-- PAGE EXTRACT follows --

Your beneficial bacteria play a crucial role in maintaining the epithelium’s health. Your epithelium doesn’t get its nourishment from your bloodstream as other tissues do. Instead, it’s nourished through bacteria, especially bifidobacteria and Lactobacillus plantarum (common in fermented vegetables).
A malnourished epithelial barrier becomes permeable, allowing toxic byproducts of bacteria and proteins to leak into your bloodstream, initiating an immune system response.
Eventually, this low-grade internal inflammation leads to metabolic syndrome and the chronic diseases linked to it.
An experiment conducted in Brussels is telling…
Mice fed a junk food diet also developed compromised gut barriers and endotoxin leakage, leading to metabolic syndrome. The researchers concluded that, at least in mice, gut bacteria can INITIATE the inflammatory processes linked to obesity, insulin resistance and some cancers by increasing gut permeability… suggesting that these ailments may begin with the gut.

-- PAGE EXTRACT concluded --
-- PROVIDED DATA follows --

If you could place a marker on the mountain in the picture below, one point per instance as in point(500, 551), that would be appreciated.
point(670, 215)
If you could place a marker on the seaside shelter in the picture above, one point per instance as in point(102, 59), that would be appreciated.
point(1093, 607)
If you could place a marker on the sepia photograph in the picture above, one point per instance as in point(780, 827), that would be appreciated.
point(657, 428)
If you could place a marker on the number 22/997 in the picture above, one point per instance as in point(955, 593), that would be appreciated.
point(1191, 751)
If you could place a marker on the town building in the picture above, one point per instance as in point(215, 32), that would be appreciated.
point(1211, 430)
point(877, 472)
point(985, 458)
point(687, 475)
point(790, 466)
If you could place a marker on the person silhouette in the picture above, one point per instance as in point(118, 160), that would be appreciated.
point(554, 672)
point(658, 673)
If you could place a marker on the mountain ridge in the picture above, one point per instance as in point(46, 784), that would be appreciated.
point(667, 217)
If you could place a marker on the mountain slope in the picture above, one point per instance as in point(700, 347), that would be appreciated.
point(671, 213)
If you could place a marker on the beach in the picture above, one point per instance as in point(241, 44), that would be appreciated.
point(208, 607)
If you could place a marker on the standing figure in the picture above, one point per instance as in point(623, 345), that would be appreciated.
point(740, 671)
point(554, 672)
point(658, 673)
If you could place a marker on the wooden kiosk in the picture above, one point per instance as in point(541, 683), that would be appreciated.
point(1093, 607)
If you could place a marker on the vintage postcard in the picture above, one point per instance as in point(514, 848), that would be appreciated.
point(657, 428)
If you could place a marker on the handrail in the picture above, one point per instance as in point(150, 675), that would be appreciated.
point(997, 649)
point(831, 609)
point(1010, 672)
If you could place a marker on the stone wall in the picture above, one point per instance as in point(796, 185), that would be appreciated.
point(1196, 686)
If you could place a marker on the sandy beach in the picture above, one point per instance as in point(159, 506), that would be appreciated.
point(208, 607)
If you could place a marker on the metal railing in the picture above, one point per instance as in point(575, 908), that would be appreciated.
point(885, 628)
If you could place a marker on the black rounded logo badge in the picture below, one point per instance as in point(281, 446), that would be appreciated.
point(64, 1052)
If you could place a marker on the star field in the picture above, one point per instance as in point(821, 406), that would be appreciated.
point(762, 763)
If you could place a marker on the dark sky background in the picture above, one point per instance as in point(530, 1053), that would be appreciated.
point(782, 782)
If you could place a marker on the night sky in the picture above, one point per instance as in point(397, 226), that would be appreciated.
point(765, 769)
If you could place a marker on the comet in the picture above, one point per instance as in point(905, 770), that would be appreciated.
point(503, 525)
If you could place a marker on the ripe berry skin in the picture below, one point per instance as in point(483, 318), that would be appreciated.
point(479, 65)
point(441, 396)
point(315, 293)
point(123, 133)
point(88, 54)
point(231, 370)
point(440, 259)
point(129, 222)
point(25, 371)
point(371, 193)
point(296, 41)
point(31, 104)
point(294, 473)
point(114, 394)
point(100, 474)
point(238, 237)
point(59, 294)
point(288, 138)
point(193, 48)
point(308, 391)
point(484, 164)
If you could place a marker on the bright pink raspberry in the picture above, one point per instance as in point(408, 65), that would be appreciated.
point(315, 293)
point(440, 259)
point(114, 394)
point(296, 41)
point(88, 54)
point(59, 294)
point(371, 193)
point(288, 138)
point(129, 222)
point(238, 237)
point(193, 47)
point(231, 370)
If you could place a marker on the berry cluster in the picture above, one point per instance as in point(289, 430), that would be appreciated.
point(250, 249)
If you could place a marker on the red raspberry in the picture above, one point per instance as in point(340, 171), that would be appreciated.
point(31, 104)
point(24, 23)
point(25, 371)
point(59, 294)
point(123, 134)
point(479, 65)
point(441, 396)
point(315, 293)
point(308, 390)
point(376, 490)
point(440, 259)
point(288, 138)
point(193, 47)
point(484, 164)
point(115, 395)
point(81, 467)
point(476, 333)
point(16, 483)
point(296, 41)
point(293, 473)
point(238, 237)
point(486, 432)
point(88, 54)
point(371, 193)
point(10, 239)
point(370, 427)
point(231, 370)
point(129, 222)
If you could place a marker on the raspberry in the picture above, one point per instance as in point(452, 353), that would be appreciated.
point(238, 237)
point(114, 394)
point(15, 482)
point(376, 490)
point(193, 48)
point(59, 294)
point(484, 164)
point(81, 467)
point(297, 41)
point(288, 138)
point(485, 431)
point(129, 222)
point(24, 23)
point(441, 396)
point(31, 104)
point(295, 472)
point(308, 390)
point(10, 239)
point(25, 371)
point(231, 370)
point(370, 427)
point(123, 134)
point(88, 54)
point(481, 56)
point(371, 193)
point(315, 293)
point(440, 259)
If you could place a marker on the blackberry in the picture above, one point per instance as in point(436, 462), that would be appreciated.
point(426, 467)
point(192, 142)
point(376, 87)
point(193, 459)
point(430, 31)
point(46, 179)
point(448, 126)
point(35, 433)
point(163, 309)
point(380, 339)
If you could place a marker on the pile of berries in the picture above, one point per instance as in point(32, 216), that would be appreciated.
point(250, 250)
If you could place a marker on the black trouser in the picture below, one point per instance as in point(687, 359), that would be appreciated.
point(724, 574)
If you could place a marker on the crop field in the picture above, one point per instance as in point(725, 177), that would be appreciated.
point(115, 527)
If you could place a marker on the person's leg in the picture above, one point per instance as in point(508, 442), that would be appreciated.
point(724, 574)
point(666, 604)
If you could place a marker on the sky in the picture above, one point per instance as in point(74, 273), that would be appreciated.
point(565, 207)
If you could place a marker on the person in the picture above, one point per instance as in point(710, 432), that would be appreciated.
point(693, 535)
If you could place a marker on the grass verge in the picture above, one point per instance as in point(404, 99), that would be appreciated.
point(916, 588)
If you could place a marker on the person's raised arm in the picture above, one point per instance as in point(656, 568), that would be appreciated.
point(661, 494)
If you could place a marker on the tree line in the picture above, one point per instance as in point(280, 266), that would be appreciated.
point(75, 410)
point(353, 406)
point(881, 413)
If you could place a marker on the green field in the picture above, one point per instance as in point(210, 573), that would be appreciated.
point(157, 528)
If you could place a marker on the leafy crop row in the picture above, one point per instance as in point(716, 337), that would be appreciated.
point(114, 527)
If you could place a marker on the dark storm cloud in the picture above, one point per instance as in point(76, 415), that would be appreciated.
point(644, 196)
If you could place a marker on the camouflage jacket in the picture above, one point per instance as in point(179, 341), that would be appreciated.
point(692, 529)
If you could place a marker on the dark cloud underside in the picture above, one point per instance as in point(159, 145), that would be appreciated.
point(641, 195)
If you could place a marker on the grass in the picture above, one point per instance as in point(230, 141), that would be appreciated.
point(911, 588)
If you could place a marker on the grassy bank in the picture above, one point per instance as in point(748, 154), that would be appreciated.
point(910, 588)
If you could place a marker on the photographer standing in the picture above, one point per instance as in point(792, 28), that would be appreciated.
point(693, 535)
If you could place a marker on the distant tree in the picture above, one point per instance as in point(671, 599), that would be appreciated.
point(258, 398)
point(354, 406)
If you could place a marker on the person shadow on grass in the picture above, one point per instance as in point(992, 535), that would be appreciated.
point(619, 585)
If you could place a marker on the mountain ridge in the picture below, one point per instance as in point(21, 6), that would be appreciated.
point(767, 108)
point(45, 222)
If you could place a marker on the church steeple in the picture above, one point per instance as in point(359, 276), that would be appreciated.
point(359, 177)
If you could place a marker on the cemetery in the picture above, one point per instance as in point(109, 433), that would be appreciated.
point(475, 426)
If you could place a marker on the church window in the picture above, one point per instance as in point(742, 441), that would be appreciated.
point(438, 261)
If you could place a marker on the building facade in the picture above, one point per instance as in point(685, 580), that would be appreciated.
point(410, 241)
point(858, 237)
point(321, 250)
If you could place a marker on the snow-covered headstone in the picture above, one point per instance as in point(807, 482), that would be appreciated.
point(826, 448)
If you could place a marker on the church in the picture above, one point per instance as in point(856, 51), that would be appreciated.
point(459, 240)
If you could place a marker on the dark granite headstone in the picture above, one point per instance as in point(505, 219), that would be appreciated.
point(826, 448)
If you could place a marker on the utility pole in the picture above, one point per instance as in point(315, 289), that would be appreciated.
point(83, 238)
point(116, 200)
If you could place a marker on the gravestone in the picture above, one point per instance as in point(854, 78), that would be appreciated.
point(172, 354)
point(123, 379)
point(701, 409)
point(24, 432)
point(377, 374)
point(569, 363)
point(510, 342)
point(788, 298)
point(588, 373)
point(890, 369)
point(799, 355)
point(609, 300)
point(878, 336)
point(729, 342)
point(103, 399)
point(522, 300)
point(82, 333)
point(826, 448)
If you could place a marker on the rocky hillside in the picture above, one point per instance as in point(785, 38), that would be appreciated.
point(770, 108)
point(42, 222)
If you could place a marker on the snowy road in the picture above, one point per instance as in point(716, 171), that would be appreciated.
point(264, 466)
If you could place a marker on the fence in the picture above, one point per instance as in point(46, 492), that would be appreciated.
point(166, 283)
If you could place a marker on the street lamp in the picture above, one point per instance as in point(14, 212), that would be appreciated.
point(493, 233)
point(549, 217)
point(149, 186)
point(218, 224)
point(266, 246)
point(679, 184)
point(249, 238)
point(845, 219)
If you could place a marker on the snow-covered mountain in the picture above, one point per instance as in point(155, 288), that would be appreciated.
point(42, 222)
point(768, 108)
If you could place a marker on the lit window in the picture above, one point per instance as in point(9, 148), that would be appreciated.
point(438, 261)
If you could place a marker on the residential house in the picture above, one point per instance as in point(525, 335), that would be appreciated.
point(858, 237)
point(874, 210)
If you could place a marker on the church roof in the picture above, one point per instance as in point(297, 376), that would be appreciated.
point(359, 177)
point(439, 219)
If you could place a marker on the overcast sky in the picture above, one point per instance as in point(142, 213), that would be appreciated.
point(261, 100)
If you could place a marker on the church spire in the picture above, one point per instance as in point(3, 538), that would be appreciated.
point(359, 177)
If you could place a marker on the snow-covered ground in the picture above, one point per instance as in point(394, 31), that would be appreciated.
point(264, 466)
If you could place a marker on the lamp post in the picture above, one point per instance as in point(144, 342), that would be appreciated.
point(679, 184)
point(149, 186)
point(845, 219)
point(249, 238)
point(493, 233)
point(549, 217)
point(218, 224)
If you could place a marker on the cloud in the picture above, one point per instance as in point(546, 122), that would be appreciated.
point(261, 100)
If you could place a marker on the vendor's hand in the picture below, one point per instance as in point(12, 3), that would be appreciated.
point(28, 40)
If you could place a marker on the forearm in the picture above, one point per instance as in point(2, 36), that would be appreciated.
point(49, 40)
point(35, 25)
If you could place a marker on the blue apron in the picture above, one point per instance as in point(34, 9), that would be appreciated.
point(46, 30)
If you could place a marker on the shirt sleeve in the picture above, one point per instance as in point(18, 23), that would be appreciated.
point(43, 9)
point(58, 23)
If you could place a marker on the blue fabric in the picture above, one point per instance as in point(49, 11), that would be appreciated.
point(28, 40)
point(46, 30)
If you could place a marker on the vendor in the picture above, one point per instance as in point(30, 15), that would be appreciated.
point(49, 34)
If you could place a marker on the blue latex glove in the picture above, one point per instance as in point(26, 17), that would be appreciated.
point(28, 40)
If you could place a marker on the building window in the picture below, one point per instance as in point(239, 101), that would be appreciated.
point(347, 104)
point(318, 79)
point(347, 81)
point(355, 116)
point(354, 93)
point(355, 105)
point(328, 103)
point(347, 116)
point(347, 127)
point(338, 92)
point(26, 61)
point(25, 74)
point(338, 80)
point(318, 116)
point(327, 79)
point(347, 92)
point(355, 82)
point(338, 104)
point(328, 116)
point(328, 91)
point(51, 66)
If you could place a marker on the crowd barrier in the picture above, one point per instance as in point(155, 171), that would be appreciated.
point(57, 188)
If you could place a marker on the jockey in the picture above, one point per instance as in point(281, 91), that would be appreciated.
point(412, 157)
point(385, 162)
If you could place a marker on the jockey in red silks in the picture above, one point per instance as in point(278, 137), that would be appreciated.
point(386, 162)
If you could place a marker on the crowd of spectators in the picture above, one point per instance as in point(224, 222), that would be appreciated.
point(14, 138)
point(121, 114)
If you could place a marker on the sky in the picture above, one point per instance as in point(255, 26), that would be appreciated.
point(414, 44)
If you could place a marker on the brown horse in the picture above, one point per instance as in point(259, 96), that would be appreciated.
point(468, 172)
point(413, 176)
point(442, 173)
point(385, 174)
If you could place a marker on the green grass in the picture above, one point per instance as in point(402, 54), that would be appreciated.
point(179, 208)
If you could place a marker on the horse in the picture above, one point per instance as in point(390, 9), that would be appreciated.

-- PROVIDED DATA concluded --

### WHAT TO PRODUCE
Extend the passage on gut bacteria and the epithelial barrier, picking up after its final sentence.

### ANSWER TO THE PROBLEM
Love ’em or lose ’em
If you don’t love your gut bacteria, they can’t help you.
Microbiologists studying the human gut are reluctant to make eating recommendations, citing the need for more study. But when asked what measures they took to improve their own health based on what they’d learned, most admitted to these:
- They now avoid taking antibiotics, which kill healthy microbes as well as damaging ones, whenever possible.
- Some spoke of relaxing the sanitary regime in their homes, and encouraging their children to play outside in the dirt and with animals.
- Many said they’d eliminated or cut back on processed foods, out of concern for additives, antibiotics, and lack of fiber.
- They choose foods likely to encourage the growth of good bacteria… like fermented foods.
- They eat a wider variety of raw plant foods, as different microbes enjoy chomping on different plant fibers. It’s one of your best bets for increasing your microbial diversity.
Infectious disease
The coronavirus pandemic has changed the playing field for infectious disease. Up until recently we haven’t worried for decades about deadly outbreaks, but historically, infectious disease has always been a problem. At one time, TB was the leading cause of death!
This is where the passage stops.